**Work to be completed**:
Copy the records from the line containing "Point out every instance of the column" through the end, inclusive, keeping the requests. Multiply each point coordinate in the answers by 2.15 and round to the nearest whole number, with halves rounded up.

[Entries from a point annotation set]
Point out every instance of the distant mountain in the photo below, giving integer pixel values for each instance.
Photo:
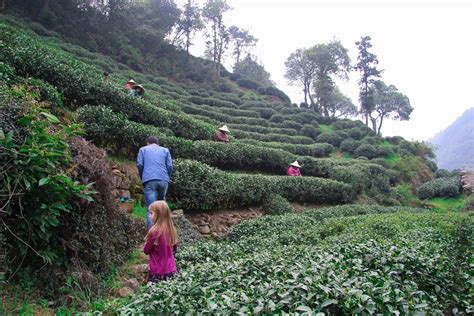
(455, 145)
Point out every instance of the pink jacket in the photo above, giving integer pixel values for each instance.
(294, 171)
(221, 137)
(161, 256)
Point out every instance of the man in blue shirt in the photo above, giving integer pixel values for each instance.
(155, 166)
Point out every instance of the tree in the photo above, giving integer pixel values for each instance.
(367, 65)
(337, 104)
(219, 35)
(241, 40)
(251, 69)
(388, 102)
(188, 23)
(330, 61)
(300, 70)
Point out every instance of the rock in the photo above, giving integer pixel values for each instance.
(125, 185)
(125, 291)
(117, 172)
(125, 193)
(133, 283)
(177, 213)
(115, 193)
(204, 230)
(140, 268)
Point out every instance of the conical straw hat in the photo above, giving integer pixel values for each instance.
(224, 129)
(295, 164)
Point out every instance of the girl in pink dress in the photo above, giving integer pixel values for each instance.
(160, 243)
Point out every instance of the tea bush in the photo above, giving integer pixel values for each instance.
(275, 204)
(310, 131)
(313, 150)
(404, 262)
(441, 187)
(332, 139)
(263, 129)
(212, 102)
(275, 92)
(247, 83)
(272, 137)
(82, 84)
(366, 150)
(350, 145)
(198, 187)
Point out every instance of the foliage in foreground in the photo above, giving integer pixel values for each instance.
(440, 187)
(395, 262)
(57, 211)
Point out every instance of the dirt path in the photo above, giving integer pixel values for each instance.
(467, 181)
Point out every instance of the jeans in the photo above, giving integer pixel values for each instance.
(155, 190)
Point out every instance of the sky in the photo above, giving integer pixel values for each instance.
(424, 47)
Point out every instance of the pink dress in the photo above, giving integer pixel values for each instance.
(162, 261)
(221, 137)
(294, 171)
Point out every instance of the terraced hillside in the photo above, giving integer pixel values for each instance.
(336, 260)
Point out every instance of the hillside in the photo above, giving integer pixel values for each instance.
(454, 146)
(68, 136)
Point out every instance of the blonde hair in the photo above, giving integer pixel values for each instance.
(162, 223)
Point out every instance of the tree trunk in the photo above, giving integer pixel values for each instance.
(380, 126)
(44, 7)
(374, 124)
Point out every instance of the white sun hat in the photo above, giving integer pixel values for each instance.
(224, 129)
(295, 164)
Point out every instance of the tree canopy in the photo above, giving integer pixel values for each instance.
(388, 102)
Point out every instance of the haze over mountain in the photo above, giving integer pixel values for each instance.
(455, 144)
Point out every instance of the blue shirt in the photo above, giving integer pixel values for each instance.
(154, 163)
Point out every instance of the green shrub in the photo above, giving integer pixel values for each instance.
(291, 124)
(432, 165)
(263, 129)
(276, 118)
(383, 151)
(275, 92)
(247, 83)
(272, 137)
(275, 204)
(310, 131)
(313, 150)
(441, 187)
(7, 74)
(332, 139)
(82, 84)
(266, 113)
(37, 189)
(350, 145)
(212, 102)
(343, 262)
(366, 150)
(443, 173)
(121, 135)
(346, 124)
(191, 181)
(47, 92)
(380, 161)
(355, 133)
(372, 140)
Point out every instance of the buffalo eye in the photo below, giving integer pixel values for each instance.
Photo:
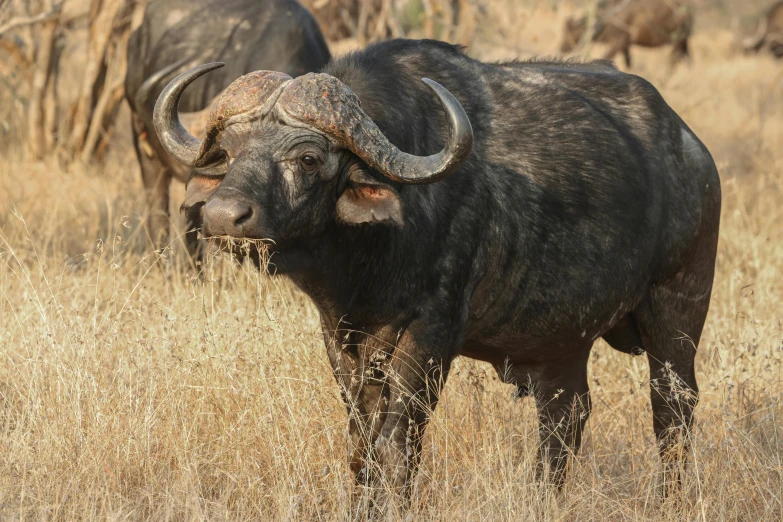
(309, 162)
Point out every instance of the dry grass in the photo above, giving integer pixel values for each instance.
(130, 390)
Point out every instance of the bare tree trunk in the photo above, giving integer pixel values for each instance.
(102, 16)
(36, 143)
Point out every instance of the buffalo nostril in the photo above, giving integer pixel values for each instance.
(244, 215)
(227, 216)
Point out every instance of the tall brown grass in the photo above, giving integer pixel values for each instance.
(131, 389)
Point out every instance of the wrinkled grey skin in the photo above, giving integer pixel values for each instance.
(177, 34)
(586, 209)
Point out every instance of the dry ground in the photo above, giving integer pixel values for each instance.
(130, 390)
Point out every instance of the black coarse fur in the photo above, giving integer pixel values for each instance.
(587, 209)
(248, 35)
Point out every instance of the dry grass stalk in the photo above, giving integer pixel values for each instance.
(133, 388)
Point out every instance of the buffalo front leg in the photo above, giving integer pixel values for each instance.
(563, 402)
(415, 380)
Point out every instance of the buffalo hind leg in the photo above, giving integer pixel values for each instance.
(416, 377)
(563, 402)
(670, 321)
(156, 180)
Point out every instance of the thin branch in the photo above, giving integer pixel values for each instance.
(29, 20)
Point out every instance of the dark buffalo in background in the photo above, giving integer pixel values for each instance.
(622, 23)
(247, 34)
(587, 208)
(769, 32)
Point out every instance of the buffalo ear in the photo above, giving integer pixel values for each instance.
(366, 200)
(198, 189)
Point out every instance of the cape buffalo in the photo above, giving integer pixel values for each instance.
(248, 34)
(621, 23)
(769, 32)
(512, 213)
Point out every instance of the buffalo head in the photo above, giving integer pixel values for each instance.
(282, 158)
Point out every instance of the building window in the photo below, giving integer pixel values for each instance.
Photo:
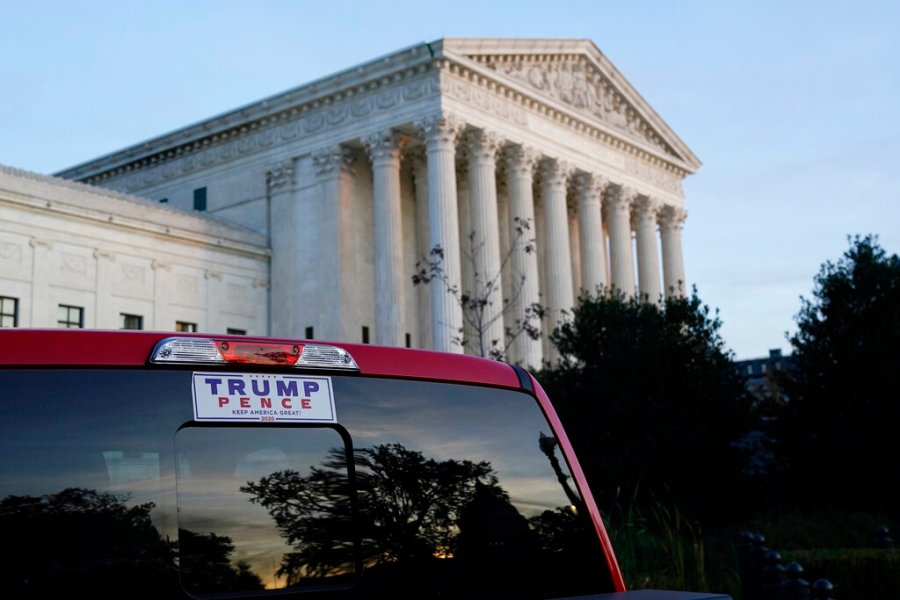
(127, 321)
(9, 311)
(200, 199)
(185, 327)
(70, 317)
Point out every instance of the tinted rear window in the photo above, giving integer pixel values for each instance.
(107, 484)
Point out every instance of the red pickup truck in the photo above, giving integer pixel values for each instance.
(159, 465)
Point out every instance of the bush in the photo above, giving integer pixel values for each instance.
(854, 572)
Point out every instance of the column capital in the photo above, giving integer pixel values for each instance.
(521, 160)
(590, 187)
(621, 202)
(483, 145)
(280, 174)
(415, 155)
(645, 208)
(671, 218)
(385, 145)
(440, 127)
(556, 172)
(337, 160)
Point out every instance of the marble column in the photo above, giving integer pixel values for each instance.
(334, 167)
(575, 250)
(440, 132)
(621, 257)
(554, 179)
(104, 316)
(589, 189)
(466, 241)
(524, 284)
(420, 183)
(671, 222)
(162, 283)
(284, 219)
(487, 311)
(384, 151)
(645, 212)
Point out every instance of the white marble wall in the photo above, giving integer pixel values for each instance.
(65, 243)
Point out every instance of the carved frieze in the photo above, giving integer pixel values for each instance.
(579, 84)
(338, 160)
(281, 175)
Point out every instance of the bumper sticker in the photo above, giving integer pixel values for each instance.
(262, 397)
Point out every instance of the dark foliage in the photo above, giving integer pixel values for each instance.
(409, 503)
(837, 431)
(651, 401)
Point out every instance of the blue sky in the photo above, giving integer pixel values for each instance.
(793, 107)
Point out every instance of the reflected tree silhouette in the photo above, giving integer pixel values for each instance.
(408, 504)
(82, 538)
(444, 528)
(206, 564)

**Exercise output**:
Point out every instance of the column capital in the photo above, giving integer pixel values for each instance.
(1120, 344)
(1269, 402)
(1335, 434)
(1038, 312)
(602, 374)
(892, 333)
(1387, 447)
(1443, 469)
(828, 312)
(946, 273)
(1195, 370)
(725, 344)
Point out every instance of the marble column in the photo above, giving integer pixel values for each instance.
(718, 359)
(1236, 538)
(946, 284)
(1335, 553)
(1191, 385)
(224, 679)
(1266, 406)
(1002, 518)
(1127, 611)
(903, 393)
(1443, 477)
(348, 608)
(611, 471)
(1047, 669)
(826, 325)
(1387, 456)
Point out every instance of the white marble wall in the photo above, giving integer pixel values for each instance.
(140, 522)
Point out every instance of the carved frieze in the photo above, giving integer pixel values for each instance.
(1245, 181)
(727, 344)
(604, 376)
Point out every instance of the bumper sticker in the photo above, giving integer pixel values for each instance.
(563, 854)
Point out every instance of the dark foliage in the photo above, giving integer pixel values for each instance.
(879, 1081)
(1800, 927)
(1400, 862)
Point out every instance of the blue sky in the photo above, giving integer pixel values for each instance.
(1705, 230)
Point out every instance of the reflected tree silhouette in the photo above, giving integer pixel values for each instance.
(877, 1084)
(176, 1157)
(955, 1135)
(443, 1213)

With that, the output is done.